::: Data for the task :::

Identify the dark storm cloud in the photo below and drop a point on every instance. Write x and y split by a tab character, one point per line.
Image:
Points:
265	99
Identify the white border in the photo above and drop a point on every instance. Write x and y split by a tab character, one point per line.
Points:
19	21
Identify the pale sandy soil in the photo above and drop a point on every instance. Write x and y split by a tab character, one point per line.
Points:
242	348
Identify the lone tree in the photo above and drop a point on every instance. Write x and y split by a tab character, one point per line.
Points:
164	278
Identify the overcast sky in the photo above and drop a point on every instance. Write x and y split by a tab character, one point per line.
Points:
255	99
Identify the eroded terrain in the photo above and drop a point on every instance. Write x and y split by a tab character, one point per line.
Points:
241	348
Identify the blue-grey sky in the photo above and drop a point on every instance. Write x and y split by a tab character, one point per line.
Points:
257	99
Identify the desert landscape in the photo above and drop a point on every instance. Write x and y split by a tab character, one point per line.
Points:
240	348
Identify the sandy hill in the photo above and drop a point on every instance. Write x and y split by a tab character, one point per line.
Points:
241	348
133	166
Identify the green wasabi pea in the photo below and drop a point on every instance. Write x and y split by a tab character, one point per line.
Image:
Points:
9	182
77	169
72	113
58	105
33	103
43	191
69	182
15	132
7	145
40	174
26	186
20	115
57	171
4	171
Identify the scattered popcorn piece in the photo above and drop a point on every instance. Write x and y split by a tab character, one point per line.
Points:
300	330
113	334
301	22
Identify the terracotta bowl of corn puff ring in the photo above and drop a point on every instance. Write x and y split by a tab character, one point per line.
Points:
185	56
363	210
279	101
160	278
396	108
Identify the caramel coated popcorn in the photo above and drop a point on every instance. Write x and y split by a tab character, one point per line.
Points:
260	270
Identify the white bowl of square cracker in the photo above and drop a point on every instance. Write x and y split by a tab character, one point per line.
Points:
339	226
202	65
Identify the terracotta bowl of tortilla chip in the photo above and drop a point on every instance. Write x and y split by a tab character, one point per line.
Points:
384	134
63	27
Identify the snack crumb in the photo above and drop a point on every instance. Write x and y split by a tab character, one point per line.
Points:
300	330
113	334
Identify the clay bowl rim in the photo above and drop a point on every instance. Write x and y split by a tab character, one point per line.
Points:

:::

Exercise requirements -
Of all the entries above, how many lines contain the string "terracotta"? Answer with the number only.

Expected answer -
2